• [Raw data]
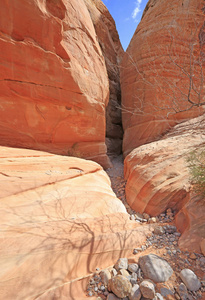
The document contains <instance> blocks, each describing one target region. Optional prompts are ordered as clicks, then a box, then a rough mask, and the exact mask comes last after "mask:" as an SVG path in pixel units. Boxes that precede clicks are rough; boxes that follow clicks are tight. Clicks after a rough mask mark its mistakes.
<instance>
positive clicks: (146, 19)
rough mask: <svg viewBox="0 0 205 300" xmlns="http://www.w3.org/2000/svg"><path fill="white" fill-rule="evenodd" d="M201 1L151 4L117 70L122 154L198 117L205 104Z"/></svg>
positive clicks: (161, 1)
mask: <svg viewBox="0 0 205 300" xmlns="http://www.w3.org/2000/svg"><path fill="white" fill-rule="evenodd" d="M204 8H205V6H204V1H203V0H190V1H185V0H180V1H179V0H173V1H166V0H150V1H149V2H148V4H147V6H146V8H145V11H144V14H143V17H142V20H141V22H140V24H139V25H138V27H137V29H136V31H135V34H134V36H133V38H132V40H131V42H130V45H129V47H128V49H127V51H126V54H125V55H124V58H123V61H122V65H121V89H122V121H123V128H124V131H125V133H124V138H123V151H124V155H127V154H128V153H130V151H132V150H133V149H134V148H136V147H138V146H140V145H142V144H145V143H148V142H151V141H154V140H156V139H158V138H159V137H160V136H161V135H162V134H164V133H165V132H166V131H167V130H169V129H170V127H172V126H174V125H176V124H177V123H179V122H181V121H183V120H186V119H189V118H192V117H196V116H198V114H199V113H200V111H201V110H200V108H198V107H197V105H198V104H200V103H201V102H205V97H204V96H205V94H204V86H203V85H204V83H203V82H204V80H203V68H204V66H205V49H204V47H205V23H204V12H205V9H204Z"/></svg>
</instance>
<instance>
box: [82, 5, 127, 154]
mask: <svg viewBox="0 0 205 300" xmlns="http://www.w3.org/2000/svg"><path fill="white" fill-rule="evenodd" d="M84 1H85V3H86V5H87V8H88V11H89V13H90V16H91V19H92V21H93V24H94V27H95V31H96V34H97V37H98V42H99V44H100V47H101V50H102V54H103V56H104V58H105V64H106V68H107V73H108V78H109V90H110V97H109V103H108V106H107V109H106V137H107V138H106V145H107V148H108V153H109V154H112V155H113V154H114V155H118V154H120V153H121V151H122V136H123V132H122V126H121V123H122V120H121V109H120V105H121V89H120V71H119V64H120V62H121V60H122V57H123V54H124V51H123V49H122V45H121V43H120V40H119V36H118V32H117V30H116V27H115V22H114V20H113V18H112V16H111V15H110V13H109V11H108V10H107V8H106V6H105V5H104V4H103V3H102V1H101V0H84Z"/></svg>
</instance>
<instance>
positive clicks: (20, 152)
mask: <svg viewBox="0 0 205 300" xmlns="http://www.w3.org/2000/svg"><path fill="white" fill-rule="evenodd" d="M0 166H1V169H0V198H1V206H0V215H1V217H0V223H1V225H0V226H1V233H0V241H1V247H0V257H1V272H0V286H1V288H0V298H1V299H8V300H13V299H16V300H22V299H25V300H26V299H47V300H48V299H54V298H55V299H65V298H66V299H75V300H76V299H79V300H82V299H84V293H85V284H86V278H85V280H84V281H83V277H84V276H86V275H89V274H90V273H92V272H94V271H95V269H96V268H97V267H99V268H105V267H107V266H109V265H111V264H113V263H114V262H115V261H116V260H117V259H118V257H119V256H120V255H123V256H124V255H130V254H131V253H132V249H133V247H134V246H135V244H136V241H138V242H140V241H141V242H143V241H144V239H145V234H146V231H148V226H147V228H146V229H141V227H140V226H136V224H135V223H134V222H132V221H130V220H129V217H128V214H127V213H126V210H125V207H124V206H123V204H122V203H121V201H120V200H119V199H117V198H116V196H115V194H114V193H113V191H112V189H111V187H110V180H109V178H108V176H107V174H106V173H105V172H104V171H103V170H102V167H101V166H100V165H98V164H97V163H94V162H91V161H87V160H83V159H79V158H69V157H65V156H58V155H53V154H49V153H45V152H39V151H34V150H25V149H14V148H7V147H0ZM11 286H12V288H11Z"/></svg>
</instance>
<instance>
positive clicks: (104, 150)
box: [0, 0, 109, 167]
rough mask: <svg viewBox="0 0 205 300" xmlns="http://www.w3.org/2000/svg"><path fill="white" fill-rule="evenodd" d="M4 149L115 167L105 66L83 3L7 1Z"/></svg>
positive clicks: (90, 20) (2, 127)
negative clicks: (108, 132) (108, 106)
mask: <svg viewBox="0 0 205 300" xmlns="http://www.w3.org/2000/svg"><path fill="white" fill-rule="evenodd" d="M0 32H1V35H0V47H1V58H0V60H1V62H0V63H1V70H0V91H1V93H0V94H1V95H0V102H1V104H0V132H1V133H0V143H1V145H9V146H15V147H24V148H31V149H40V150H46V151H50V152H53V153H58V154H65V155H67V154H68V155H73V156H78V157H84V158H90V159H93V160H96V161H98V162H99V163H101V164H102V165H103V166H105V167H106V166H109V163H108V159H107V156H106V146H105V107H106V105H107V103H108V99H109V83H108V78H107V71H106V66H105V60H104V57H103V55H102V51H101V48H100V46H99V43H98V41H97V37H96V32H95V29H94V26H93V22H92V20H91V18H90V14H89V12H88V9H87V7H86V5H85V3H84V1H83V0H78V1H77V0H72V1H70V0H57V1H52V0H47V1H45V0H42V1H38V0H29V1H27V0H22V1H12V0H9V1H7V0H3V2H2V3H1V10H0Z"/></svg>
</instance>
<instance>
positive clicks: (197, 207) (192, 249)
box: [176, 193, 205, 255]
mask: <svg viewBox="0 0 205 300" xmlns="http://www.w3.org/2000/svg"><path fill="white" fill-rule="evenodd" d="M176 225H177V228H178V230H179V231H180V232H181V233H182V236H181V237H180V239H179V247H180V248H181V249H183V250H186V251H187V250H188V251H190V252H196V253H200V252H201V253H203V255H204V253H205V252H204V248H203V244H204V241H205V205H204V200H202V199H200V198H199V197H197V196H196V195H194V194H193V193H190V199H189V201H188V203H187V204H186V205H185V206H184V207H183V208H182V209H181V210H180V211H179V212H178V214H177V215H176Z"/></svg>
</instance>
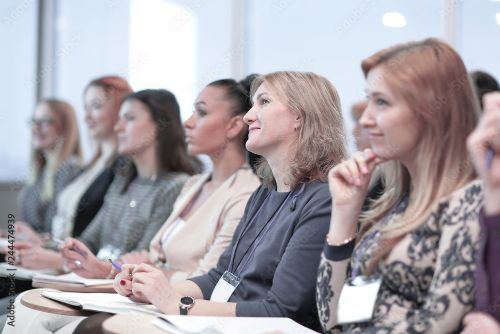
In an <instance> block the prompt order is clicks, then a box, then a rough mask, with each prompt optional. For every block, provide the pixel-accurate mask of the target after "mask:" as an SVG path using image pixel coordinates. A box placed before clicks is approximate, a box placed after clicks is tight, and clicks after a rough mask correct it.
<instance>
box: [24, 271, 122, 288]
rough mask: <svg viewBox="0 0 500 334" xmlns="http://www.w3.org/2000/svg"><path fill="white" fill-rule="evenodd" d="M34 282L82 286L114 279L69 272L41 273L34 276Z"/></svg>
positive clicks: (101, 284)
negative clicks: (61, 273) (61, 272)
mask: <svg viewBox="0 0 500 334" xmlns="http://www.w3.org/2000/svg"><path fill="white" fill-rule="evenodd" d="M33 282H38V283H48V284H50V283H70V284H81V285H82V286H95V285H105V284H113V280H112V279H101V278H84V277H81V276H78V275H77V274H75V273H69V274H64V275H57V276H54V275H44V274H39V275H35V277H33Z"/></svg>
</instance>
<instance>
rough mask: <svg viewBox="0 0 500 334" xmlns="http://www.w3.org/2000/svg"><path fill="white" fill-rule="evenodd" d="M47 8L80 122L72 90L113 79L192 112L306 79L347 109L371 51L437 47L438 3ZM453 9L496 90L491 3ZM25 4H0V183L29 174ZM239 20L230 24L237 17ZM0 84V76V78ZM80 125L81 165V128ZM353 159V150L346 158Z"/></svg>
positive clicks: (497, 64)
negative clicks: (209, 98)
mask: <svg viewBox="0 0 500 334" xmlns="http://www.w3.org/2000/svg"><path fill="white" fill-rule="evenodd" d="M54 2H55V3H56V17H57V21H56V31H55V37H56V39H55V40H56V45H55V47H54V48H55V50H54V54H55V55H56V59H55V60H56V61H55V62H54V66H53V68H52V69H51V71H50V73H48V74H47V75H53V76H54V84H55V85H54V90H55V95H57V97H60V98H62V99H67V100H69V101H70V102H71V103H72V104H73V105H74V106H75V107H76V109H77V112H78V114H79V120H80V122H82V118H83V117H82V116H83V108H82V90H83V87H84V86H85V84H86V83H87V82H88V81H89V80H90V79H92V78H94V77H97V76H100V75H104V74H112V73H118V74H121V75H123V76H125V77H127V78H129V79H130V81H131V83H132V86H133V88H134V89H144V88H166V89H170V90H172V91H173V92H174V93H175V94H176V95H177V96H178V99H179V101H180V104H181V109H182V113H183V117H184V118H186V117H187V116H188V115H189V114H190V113H191V110H192V103H193V100H194V98H195V97H196V95H197V93H198V92H199V91H200V89H201V88H202V87H203V86H204V85H206V84H207V83H209V82H210V81H213V80H216V79H220V78H224V77H232V76H233V75H234V76H237V77H236V79H240V78H239V77H240V76H242V75H246V74H249V73H252V72H259V73H266V72H269V71H276V70H284V69H288V70H308V71H315V72H317V73H320V74H322V75H324V76H326V77H327V78H329V79H330V80H331V81H332V82H333V83H334V85H335V86H336V87H337V89H338V90H339V93H340V96H341V99H342V104H343V109H344V113H345V120H346V123H347V125H348V129H349V130H350V123H351V121H350V117H349V115H348V112H349V108H350V106H351V105H352V103H353V102H355V101H357V100H359V99H362V98H364V79H363V76H362V73H361V70H360V62H361V60H362V59H363V58H365V57H367V56H369V55H370V54H372V53H373V52H375V51H377V50H379V49H380V48H383V47H386V46H389V45H392V44H394V43H399V42H404V41H408V40H415V39H422V38H425V37H429V36H436V37H441V38H444V37H445V36H444V17H445V14H447V13H449V12H448V10H449V8H446V7H444V6H443V3H445V2H446V0H441V1H438V0H421V1H418V2H417V1H409V0H407V1H395V0H351V1H331V0H309V1H302V0H210V1H205V0H170V1H168V0H148V1H144V0H85V1H63V0H54ZM447 3H450V4H452V5H453V6H454V5H458V6H459V7H457V8H458V19H459V20H458V29H457V31H456V33H457V36H458V38H457V39H456V41H457V49H458V51H459V52H461V54H462V55H463V57H464V60H465V62H466V64H467V65H468V66H469V68H470V69H477V68H481V69H484V70H486V71H489V72H491V73H492V74H494V75H495V76H496V77H497V78H500V65H499V62H498V59H500V43H498V41H500V38H499V37H500V27H499V26H498V25H496V24H495V17H494V14H495V12H500V2H492V1H489V0H477V1H472V0H470V1H447ZM36 4H37V1H36V0H17V1H15V0H6V1H1V2H0V20H1V22H0V40H1V41H2V42H3V43H2V44H3V46H7V47H8V48H5V47H4V48H3V49H5V50H8V52H2V53H0V61H1V63H2V64H7V65H6V66H5V65H4V66H3V70H4V71H3V72H2V74H4V78H7V79H2V80H0V91H1V92H2V93H5V95H4V96H5V98H6V101H7V102H6V103H5V104H3V105H2V107H1V108H0V122H1V123H0V124H2V131H0V141H1V142H2V143H8V144H7V145H2V146H0V159H1V164H0V179H10V180H21V179H23V176H24V175H25V173H23V172H25V169H26V166H27V164H28V161H27V158H28V157H27V155H28V151H29V150H28V147H29V131H28V130H29V128H28V127H27V126H26V119H27V118H28V116H29V115H30V113H31V110H32V108H33V105H34V102H35V101H34V99H35V92H34V83H35V82H36V81H35V80H36V76H35V75H36V73H35V47H36V45H35V33H36V9H37V5H36ZM240 9H241V10H242V11H241V12H240V11H239V10H240ZM386 11H398V12H401V13H402V14H404V15H405V16H406V19H407V26H406V27H405V28H400V29H394V28H392V29H391V28H386V27H384V26H383V25H382V23H381V17H382V15H383V14H384V13H385V12H386ZM5 74H6V75H5ZM82 125H83V123H81V124H80V129H81V130H82V131H81V132H82V137H83V139H84V142H85V143H86V144H85V151H86V153H87V155H88V153H89V150H90V148H89V144H88V140H87V139H88V138H87V134H86V131H85V127H84V126H82ZM351 148H352V147H351Z"/></svg>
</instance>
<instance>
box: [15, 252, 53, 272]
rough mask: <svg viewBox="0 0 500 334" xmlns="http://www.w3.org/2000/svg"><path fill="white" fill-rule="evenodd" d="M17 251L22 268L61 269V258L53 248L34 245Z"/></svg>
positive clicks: (20, 264)
mask: <svg viewBox="0 0 500 334" xmlns="http://www.w3.org/2000/svg"><path fill="white" fill-rule="evenodd" d="M18 252H19V253H18V254H19V255H18V257H19V260H20V262H19V264H20V265H21V266H22V267H24V268H29V269H48V268H50V269H56V270H59V271H62V270H63V258H62V256H61V254H59V253H57V252H54V251H53V250H49V249H45V248H42V247H40V246H35V247H27V248H22V249H20V250H18Z"/></svg>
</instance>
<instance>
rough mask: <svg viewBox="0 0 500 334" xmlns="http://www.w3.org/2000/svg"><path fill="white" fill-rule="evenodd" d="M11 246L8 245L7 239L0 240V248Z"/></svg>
mask: <svg viewBox="0 0 500 334" xmlns="http://www.w3.org/2000/svg"><path fill="white" fill-rule="evenodd" d="M9 246H12V244H10V243H9V238H0V248H5V247H9Z"/></svg>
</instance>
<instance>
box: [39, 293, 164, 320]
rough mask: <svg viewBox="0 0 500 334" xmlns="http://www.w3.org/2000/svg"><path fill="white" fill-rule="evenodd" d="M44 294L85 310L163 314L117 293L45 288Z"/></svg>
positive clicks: (159, 310) (44, 294)
mask: <svg viewBox="0 0 500 334" xmlns="http://www.w3.org/2000/svg"><path fill="white" fill-rule="evenodd" d="M42 296H44V297H47V298H49V299H53V300H57V301H60V302H63V303H67V304H70V305H81V306H82V308H83V309H85V310H92V311H100V312H109V313H124V312H129V311H132V310H133V311H139V312H143V313H148V314H152V315H155V316H157V315H159V314H161V312H160V310H159V309H157V308H156V307H155V306H153V305H151V304H142V303H134V302H133V301H131V300H130V299H128V298H127V297H123V296H121V295H119V294H117V293H81V292H61V291H53V290H44V291H42Z"/></svg>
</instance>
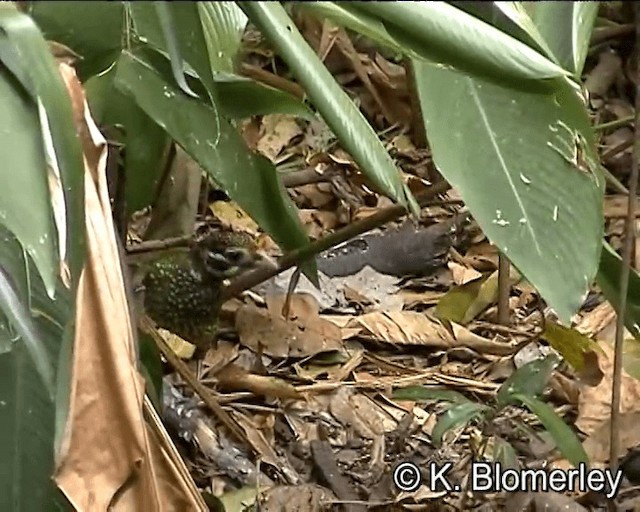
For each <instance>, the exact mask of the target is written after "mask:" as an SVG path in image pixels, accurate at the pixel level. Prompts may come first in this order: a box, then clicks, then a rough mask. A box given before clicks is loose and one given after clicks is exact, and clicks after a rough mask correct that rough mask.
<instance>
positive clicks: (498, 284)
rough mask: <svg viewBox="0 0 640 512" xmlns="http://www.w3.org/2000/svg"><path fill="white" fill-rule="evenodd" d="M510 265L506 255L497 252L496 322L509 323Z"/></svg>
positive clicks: (510, 285) (510, 288) (502, 324)
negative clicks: (509, 293) (509, 292)
mask: <svg viewBox="0 0 640 512" xmlns="http://www.w3.org/2000/svg"><path fill="white" fill-rule="evenodd" d="M510 267H511V264H510V263H509V260H508V259H507V257H506V256H505V255H504V254H502V253H498V323H499V324H501V325H508V324H509V316H510V315H509V313H510V312H509V291H510V290H511V285H510V280H509V271H510Z"/></svg>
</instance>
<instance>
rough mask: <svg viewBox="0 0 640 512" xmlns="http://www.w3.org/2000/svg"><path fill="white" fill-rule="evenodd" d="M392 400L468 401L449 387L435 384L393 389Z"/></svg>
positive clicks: (414, 400) (456, 391)
mask: <svg viewBox="0 0 640 512" xmlns="http://www.w3.org/2000/svg"><path fill="white" fill-rule="evenodd" d="M392 396H393V399H394V400H413V401H416V402H418V401H425V400H433V401H437V402H455V403H462V402H468V401H469V399H468V398H467V397H465V396H464V395H463V394H461V393H458V392H457V391H453V390H451V389H444V388H438V387H435V386H407V387H405V388H397V389H394V390H393V395H392Z"/></svg>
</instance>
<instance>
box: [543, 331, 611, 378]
mask: <svg viewBox="0 0 640 512" xmlns="http://www.w3.org/2000/svg"><path fill="white" fill-rule="evenodd" d="M542 337H543V338H544V339H545V340H547V341H548V342H549V345H551V346H552V347H553V348H554V349H556V350H557V351H558V352H559V353H560V354H561V355H562V357H563V358H564V359H565V360H566V361H567V362H568V363H569V364H570V365H571V366H572V367H573V368H574V369H575V370H577V371H578V372H582V371H583V370H585V367H586V365H587V364H588V361H587V360H586V359H585V358H586V357H587V354H588V353H589V352H602V349H601V348H600V345H598V343H596V342H595V341H593V340H592V339H590V338H589V337H587V336H585V335H584V334H582V333H580V332H578V331H577V330H575V329H572V328H570V327H565V326H564V325H560V324H558V323H556V322H554V321H552V320H547V321H546V322H545V326H544V332H543V333H542Z"/></svg>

• [What you will do] Which lines of the data hold the string "that"? Return each of them.

• [Task response]
The document contains <instance> blocks, each describing one target region. Optional prompts are ordered as clicks, then a box, then a rough mask, and the exact mask comes last after "mask:" as an SVG path in pixel units. Boxes that precede clicks are rough; boxes that follow clicks are tight. Clicks after a rough mask mark its mistakes.
For each <instance>, the exact mask of the target is written after "mask:" as an SVG path in image pixels, accurate at the pixel level. Prompts may come first in this order: a box, then clicks, then a rough mask. A box given before clicks is loose and one given after clicks is exact, and clicks after a rough mask correct that rough mask.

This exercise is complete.